Work to complete. Express every line of the records below as a JSON list of strings, one string per line, omitting any blank lines.

Provided information.
□ □ □ □
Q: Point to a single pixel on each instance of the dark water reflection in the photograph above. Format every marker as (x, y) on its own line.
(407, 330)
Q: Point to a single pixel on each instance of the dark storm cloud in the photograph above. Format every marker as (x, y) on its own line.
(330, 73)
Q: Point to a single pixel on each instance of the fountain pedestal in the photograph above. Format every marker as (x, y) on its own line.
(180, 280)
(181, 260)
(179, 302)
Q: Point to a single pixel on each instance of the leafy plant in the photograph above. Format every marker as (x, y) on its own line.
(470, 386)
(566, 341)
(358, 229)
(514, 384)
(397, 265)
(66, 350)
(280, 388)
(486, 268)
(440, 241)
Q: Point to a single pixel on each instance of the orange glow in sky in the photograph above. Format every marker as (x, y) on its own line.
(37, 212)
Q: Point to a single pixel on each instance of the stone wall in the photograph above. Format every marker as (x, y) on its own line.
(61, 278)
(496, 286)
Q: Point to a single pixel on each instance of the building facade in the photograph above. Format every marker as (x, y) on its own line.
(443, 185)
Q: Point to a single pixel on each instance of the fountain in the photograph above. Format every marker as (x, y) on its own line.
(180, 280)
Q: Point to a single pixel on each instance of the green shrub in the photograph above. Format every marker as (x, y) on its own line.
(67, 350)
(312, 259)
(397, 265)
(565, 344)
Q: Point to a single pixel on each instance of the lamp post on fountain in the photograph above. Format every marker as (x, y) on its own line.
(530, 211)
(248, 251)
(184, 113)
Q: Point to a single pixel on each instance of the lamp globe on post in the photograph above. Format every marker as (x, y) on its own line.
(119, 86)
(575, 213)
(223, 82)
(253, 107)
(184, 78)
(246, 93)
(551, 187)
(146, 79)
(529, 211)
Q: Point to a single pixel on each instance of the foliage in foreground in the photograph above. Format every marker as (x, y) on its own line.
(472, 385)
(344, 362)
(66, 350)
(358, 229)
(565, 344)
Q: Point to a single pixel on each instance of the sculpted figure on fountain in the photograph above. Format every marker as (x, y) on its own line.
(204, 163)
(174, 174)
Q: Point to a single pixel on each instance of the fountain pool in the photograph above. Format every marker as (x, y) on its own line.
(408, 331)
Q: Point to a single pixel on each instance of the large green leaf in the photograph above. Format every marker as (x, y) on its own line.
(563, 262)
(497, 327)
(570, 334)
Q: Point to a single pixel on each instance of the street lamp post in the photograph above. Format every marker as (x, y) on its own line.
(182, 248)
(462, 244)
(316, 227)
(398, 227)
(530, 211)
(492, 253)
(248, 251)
□ □ □ □
Completed exercise.
[
  "Q: Point to a single pixel on each instance of the dark water reflection in the photograph above. Format every marker as (x, y) on its own line.",
  "(407, 330)",
  "Q: Point to a single pixel on each instance of the dark storm cloud in the photograph above. Format every marker as (x, y) on its own line.",
  "(330, 73)",
  "Q: Point to a single pixel on each instance of the fountain pedestal in the photograph above. Format every marker as (x, y) on its own line.",
  "(180, 280)",
  "(181, 260)",
  "(179, 302)",
  "Q: Point to a single pixel on each instance of the leafy plant in the photograph above. Format every marker as (x, y) on its own line.",
  "(470, 386)",
  "(566, 341)",
  "(358, 229)",
  "(514, 384)",
  "(397, 265)",
  "(66, 350)",
  "(280, 388)",
  "(486, 268)",
  "(440, 241)",
  "Q: Point to a single pixel on each instance of the orange glow in sky in the photograph above. Format every marker as (x, y) on its own line.",
  "(37, 212)",
  "Q: Point to a single pixel on each instance of the stone wall in the photograph above. Format every marker as (x, y) on its own line.",
  "(61, 278)",
  "(496, 286)",
  "Q: Point to a single pixel on each instance of the building facade in the photograph above. Format every marker as (x, y) on its own line.",
  "(443, 185)",
  "Q: Point to a single pixel on each instance of the fountain in the photograph above. Format every marker as (x, y) on its own line.",
  "(180, 280)",
  "Q: Point to a single pixel on each instance of the green shrub in the photograph above. Format every marker as (x, y) on its own line.",
  "(67, 350)",
  "(312, 259)",
  "(397, 265)",
  "(565, 344)",
  "Q: Point to a single pixel on each instance of the lamp post on fountain in the photograph above. Format every marker as (x, y) on its own line.",
  "(530, 211)",
  "(248, 251)",
  "(184, 113)",
  "Q: Point to a single pixel on each instance of the lamp globe on post in the photograph above. Format every marker as (x, y) on its own line.",
  "(119, 86)",
  "(575, 213)",
  "(223, 82)",
  "(253, 107)",
  "(184, 78)",
  "(246, 93)",
  "(551, 187)",
  "(146, 79)",
  "(529, 211)",
  "Q: Point to a single pixel on each instance of the foliage in foreground in the photograph above. Format every marker as (x, y) on its own line.",
  "(472, 385)",
  "(344, 362)",
  "(66, 350)",
  "(358, 229)",
  "(565, 344)",
  "Q: Point to a single pixel on each instance of the sculpted figure on fountain in the photograph above. Format every marker as (x, y) on its own line.",
  "(204, 163)",
  "(174, 174)",
  "Q: Point to a single pixel on each instance of the fountain pool in the photograph above. Format every marker as (x, y) on its own line.",
  "(408, 331)",
  "Q: Point to a single pixel on each instance of the large green leaf in the photograph above. Format every marker as (x, y) on its own line.",
  "(563, 262)",
  "(497, 327)",
  "(570, 334)",
  "Q: Point to a single pixel on each instance of the street lamp post in the photograph above. Format every marker as (x, y) on its own line.",
  "(182, 248)",
  "(462, 244)",
  "(316, 227)",
  "(398, 227)",
  "(530, 211)",
  "(492, 253)",
  "(248, 251)"
]